» **Given records**
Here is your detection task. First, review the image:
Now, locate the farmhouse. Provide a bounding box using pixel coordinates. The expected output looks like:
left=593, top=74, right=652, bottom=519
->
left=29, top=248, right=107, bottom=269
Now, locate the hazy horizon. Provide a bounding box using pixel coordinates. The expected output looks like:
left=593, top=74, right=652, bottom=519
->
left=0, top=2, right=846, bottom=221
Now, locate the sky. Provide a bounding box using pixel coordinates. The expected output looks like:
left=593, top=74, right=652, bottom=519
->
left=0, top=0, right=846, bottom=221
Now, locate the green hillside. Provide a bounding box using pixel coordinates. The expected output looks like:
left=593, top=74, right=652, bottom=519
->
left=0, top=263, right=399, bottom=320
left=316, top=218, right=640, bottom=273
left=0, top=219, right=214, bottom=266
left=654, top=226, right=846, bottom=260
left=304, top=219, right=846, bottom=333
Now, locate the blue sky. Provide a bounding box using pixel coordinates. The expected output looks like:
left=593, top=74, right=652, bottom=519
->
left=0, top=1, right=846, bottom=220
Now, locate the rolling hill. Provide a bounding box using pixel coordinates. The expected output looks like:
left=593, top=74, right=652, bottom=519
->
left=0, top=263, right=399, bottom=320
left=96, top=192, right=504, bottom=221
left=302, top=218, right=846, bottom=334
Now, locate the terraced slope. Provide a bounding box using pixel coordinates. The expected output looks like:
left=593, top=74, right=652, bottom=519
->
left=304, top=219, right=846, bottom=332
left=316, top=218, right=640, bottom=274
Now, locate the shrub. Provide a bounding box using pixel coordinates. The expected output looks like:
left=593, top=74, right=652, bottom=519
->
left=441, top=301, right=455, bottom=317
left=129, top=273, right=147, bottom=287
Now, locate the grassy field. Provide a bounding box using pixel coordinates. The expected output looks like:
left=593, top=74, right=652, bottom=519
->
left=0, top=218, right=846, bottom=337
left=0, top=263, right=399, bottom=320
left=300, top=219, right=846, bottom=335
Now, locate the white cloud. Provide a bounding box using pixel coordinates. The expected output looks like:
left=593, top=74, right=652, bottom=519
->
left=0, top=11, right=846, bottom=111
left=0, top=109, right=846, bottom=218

» **Task directions**
Convert the records above into a CSV with the two columns request_text and answer, one row per record, and cover every record. Enclose each field in double quotes and replace any line breaks within a field with spaces.

» **Expected answer**
request_text,answer
"Here is your detection task. First, review the image: Now, locate the farmhouse. Provide a bounding box using pixel coordinates. The expected output looks like: left=593, top=74, right=652, bottom=519 ->","left=29, top=248, right=107, bottom=269"
"Now, locate the hazy horizon. Provide a bounding box using pixel coordinates. The expected output looks like: left=593, top=74, right=652, bottom=519 ->","left=0, top=2, right=846, bottom=221"
"Now, locate the sky. Provide a bounding box using pixel coordinates. The expected output looks like: left=593, top=74, right=652, bottom=519 ->","left=0, top=0, right=846, bottom=221"
"Now, locate the green hillside. Provide a bounding box using pixel coordinates. The expected output looks like: left=593, top=74, right=652, bottom=519 ->","left=0, top=263, right=399, bottom=320 left=316, top=218, right=640, bottom=273 left=0, top=219, right=214, bottom=266 left=654, top=226, right=846, bottom=260 left=304, top=219, right=846, bottom=333"
"Now, locate the blue sky. Provide a bounding box using pixel coordinates. The expected output looks like: left=593, top=74, right=652, bottom=519 ->","left=0, top=1, right=846, bottom=220"
"Now, locate the rolling hill. Provide a bounding box using pixel coordinates. The expected output looks like: left=593, top=74, right=652, bottom=519 ->","left=0, top=263, right=399, bottom=320 left=96, top=192, right=504, bottom=221 left=302, top=218, right=846, bottom=334"
"Now, locate the terraced slope. Provide a bounding box using pixel coordinates. The expected output looks like: left=593, top=74, right=652, bottom=519 ->","left=304, top=219, right=846, bottom=332 left=316, top=218, right=640, bottom=274"
"Now, locate the shrub. Provide a bounding box using pixel coordinates. The expected output looks like: left=593, top=74, right=652, bottom=519 ->","left=441, top=301, right=455, bottom=317 left=129, top=273, right=147, bottom=287"
"Now, locate the grassy field. Provide a bounding box using pixel coordinates. The expected output looks like: left=593, top=74, right=652, bottom=519 ->","left=0, top=218, right=846, bottom=337 left=0, top=263, right=399, bottom=320 left=300, top=219, right=846, bottom=335"
"Now, locate the white cloud. Provide a bounding box using pixel coordinates. The expected output looks like: left=593, top=74, right=652, bottom=519 ->","left=0, top=11, right=846, bottom=111 left=0, top=109, right=846, bottom=218"